[SUPPLIED RECORDS]

_ _ _ _ _ _ _

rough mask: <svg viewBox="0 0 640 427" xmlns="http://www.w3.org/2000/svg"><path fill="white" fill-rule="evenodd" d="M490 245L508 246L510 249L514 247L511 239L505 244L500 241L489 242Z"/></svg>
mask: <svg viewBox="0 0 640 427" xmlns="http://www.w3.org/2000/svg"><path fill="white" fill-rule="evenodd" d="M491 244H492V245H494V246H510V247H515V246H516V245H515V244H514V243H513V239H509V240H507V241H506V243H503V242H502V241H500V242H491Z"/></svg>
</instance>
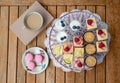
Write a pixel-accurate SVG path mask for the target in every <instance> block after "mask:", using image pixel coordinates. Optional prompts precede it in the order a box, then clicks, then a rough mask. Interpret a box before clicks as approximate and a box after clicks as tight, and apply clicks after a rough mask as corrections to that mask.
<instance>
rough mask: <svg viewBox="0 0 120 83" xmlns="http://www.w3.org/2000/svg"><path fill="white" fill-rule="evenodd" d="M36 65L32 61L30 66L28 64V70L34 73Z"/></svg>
mask: <svg viewBox="0 0 120 83" xmlns="http://www.w3.org/2000/svg"><path fill="white" fill-rule="evenodd" d="M35 67H36V65H35V62H33V61H30V62H29V63H28V64H27V69H28V70H30V71H32V70H33V69H35Z"/></svg>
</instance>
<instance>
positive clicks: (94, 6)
mask: <svg viewBox="0 0 120 83" xmlns="http://www.w3.org/2000/svg"><path fill="white" fill-rule="evenodd" d="M86 9H88V10H90V11H91V12H95V6H87V7H86ZM95 69H96V68H93V69H92V70H89V71H86V83H95V80H96V78H95Z"/></svg>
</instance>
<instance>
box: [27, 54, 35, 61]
mask: <svg viewBox="0 0 120 83" xmlns="http://www.w3.org/2000/svg"><path fill="white" fill-rule="evenodd" d="M25 59H26V60H27V61H32V60H33V59H34V55H33V54H32V53H31V52H28V53H27V54H26V55H25Z"/></svg>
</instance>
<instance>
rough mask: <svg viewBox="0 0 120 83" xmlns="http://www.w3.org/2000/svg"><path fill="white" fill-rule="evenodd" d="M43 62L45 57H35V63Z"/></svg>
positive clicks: (35, 56)
mask: <svg viewBox="0 0 120 83" xmlns="http://www.w3.org/2000/svg"><path fill="white" fill-rule="evenodd" d="M43 60H44V56H42V55H36V56H35V61H36V62H37V63H41V62H42V61H43Z"/></svg>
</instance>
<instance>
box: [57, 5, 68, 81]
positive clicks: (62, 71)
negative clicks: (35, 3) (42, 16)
mask: <svg viewBox="0 0 120 83" xmlns="http://www.w3.org/2000/svg"><path fill="white" fill-rule="evenodd" d="M65 11H66V6H57V17H59V16H60V14H62V12H65ZM65 75H66V74H65V72H63V71H62V69H60V68H56V83H65Z"/></svg>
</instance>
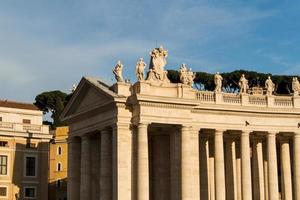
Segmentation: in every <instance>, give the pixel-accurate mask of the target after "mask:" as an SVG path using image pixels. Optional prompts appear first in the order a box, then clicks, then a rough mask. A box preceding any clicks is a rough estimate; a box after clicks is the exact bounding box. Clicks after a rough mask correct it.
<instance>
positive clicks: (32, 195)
mask: <svg viewBox="0 0 300 200" xmlns="http://www.w3.org/2000/svg"><path fill="white" fill-rule="evenodd" d="M24 197H25V198H35V197H36V188H35V187H24Z"/></svg>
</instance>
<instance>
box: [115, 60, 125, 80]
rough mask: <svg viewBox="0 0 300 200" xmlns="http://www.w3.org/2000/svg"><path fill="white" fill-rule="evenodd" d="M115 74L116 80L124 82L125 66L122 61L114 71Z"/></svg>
mask: <svg viewBox="0 0 300 200" xmlns="http://www.w3.org/2000/svg"><path fill="white" fill-rule="evenodd" d="M113 73H114V75H115V78H116V80H117V82H124V79H123V64H122V63H121V61H120V60H119V61H118V62H117V64H116V66H115V68H114V69H113Z"/></svg>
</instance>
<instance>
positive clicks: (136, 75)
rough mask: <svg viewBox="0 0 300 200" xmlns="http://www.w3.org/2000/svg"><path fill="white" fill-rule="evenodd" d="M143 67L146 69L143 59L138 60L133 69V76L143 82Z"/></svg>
mask: <svg viewBox="0 0 300 200" xmlns="http://www.w3.org/2000/svg"><path fill="white" fill-rule="evenodd" d="M145 67H146V63H145V62H144V59H143V58H140V59H139V61H138V62H137V63H136V67H135V74H136V77H137V79H138V80H139V81H143V80H144V70H145Z"/></svg>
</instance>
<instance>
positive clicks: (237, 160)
mask: <svg viewBox="0 0 300 200" xmlns="http://www.w3.org/2000/svg"><path fill="white" fill-rule="evenodd" d="M236 146H237V147H236V184H237V199H238V200H241V199H242V182H241V181H242V178H241V174H242V172H241V171H242V169H241V145H240V142H239V143H236Z"/></svg>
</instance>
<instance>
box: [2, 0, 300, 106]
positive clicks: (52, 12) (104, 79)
mask: <svg viewBox="0 0 300 200" xmlns="http://www.w3.org/2000/svg"><path fill="white" fill-rule="evenodd" d="M299 21H300V3H296V1H295V2H294V3H291V1H289V2H288V1H282V0H280V1H279V0H254V1H246V0H239V1H235V0H232V1H227V0H222V1H217V0H210V1H190V0H183V1H168V0H165V1H161V0H152V1H145V0H130V1H129V0H122V1H115V0H110V1H101V0H97V1H96V0H81V1H79V0H72V1H71V0H51V1H50V0H48V1H45V0H9V1H7V0H0V44H1V45H0V70H1V71H0V88H1V96H0V98H1V99H11V100H17V101H27V102H32V101H34V97H35V96H36V95H37V94H39V93H40V92H42V91H49V90H55V89H59V90H62V91H65V92H69V89H70V88H71V86H72V84H74V83H76V84H77V83H78V82H79V80H80V79H81V77H82V76H85V75H88V76H95V77H100V78H102V79H103V80H104V81H106V82H108V83H112V82H113V75H112V73H111V69H112V68H113V67H114V65H115V63H116V61H117V60H118V59H120V60H121V61H122V62H123V63H124V68H125V69H124V76H125V77H126V78H130V79H131V80H132V81H135V77H134V67H135V63H136V62H137V60H138V58H140V57H144V59H145V60H146V61H147V62H149V54H148V53H149V51H150V50H151V49H152V48H154V47H155V46H156V43H157V44H158V45H160V44H162V45H164V46H165V47H166V48H167V49H168V50H169V57H168V64H167V67H166V68H167V69H178V67H179V65H180V64H181V63H186V64H187V65H188V66H189V67H191V68H192V69H193V70H194V71H207V72H211V73H214V72H216V71H220V72H228V71H233V70H236V69H246V70H256V71H259V72H270V73H273V74H297V75H299V74H300V73H299V72H300V56H299V53H300V34H299V32H300V23H299Z"/></svg>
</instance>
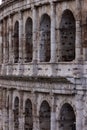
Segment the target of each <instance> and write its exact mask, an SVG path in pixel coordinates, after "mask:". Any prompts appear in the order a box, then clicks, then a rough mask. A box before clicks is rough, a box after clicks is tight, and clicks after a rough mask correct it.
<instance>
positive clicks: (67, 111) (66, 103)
mask: <svg viewBox="0 0 87 130" xmlns="http://www.w3.org/2000/svg"><path fill="white" fill-rule="evenodd" d="M59 127H60V130H76V117H75V113H74V110H73V108H72V106H71V105H70V104H68V103H65V104H64V105H63V106H62V108H61V111H60V120H59Z"/></svg>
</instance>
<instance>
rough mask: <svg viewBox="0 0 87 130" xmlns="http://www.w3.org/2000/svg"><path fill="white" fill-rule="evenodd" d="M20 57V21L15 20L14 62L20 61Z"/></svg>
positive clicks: (14, 31) (14, 38)
mask: <svg viewBox="0 0 87 130" xmlns="http://www.w3.org/2000/svg"><path fill="white" fill-rule="evenodd" d="M18 59H19V22H18V21H16V22H15V26H14V62H15V63H18Z"/></svg>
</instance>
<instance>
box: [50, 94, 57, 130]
mask: <svg viewBox="0 0 87 130" xmlns="http://www.w3.org/2000/svg"><path fill="white" fill-rule="evenodd" d="M51 99H52V109H51V130H56V107H55V106H56V104H55V99H54V97H53V95H52V98H51Z"/></svg>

_ _ _ _ _ _ _

Pull out every line of the records that includes the string "exact".

[RESPONSE TO THIS TASK]
Segmentation: in every <instance>, give the pixel-accurate mask of the target after "mask:" as an SVG path using image pixels. Optional prompts appear first in the order a box, then clicks, then a rough mask. A box preceding any clicks is a rough estimate; a box after clicks is the exact bounding box. Clicks after a rough mask correct it.
Segment the target of each <instance> and write its exact mask, an SVG path in pixel coordinates, after "mask:". Any prompts appear in the order a box, then clicks, then a rough mask. A box before clicks is rough, a box after clicks is tight, and clicks after a rough mask correct it.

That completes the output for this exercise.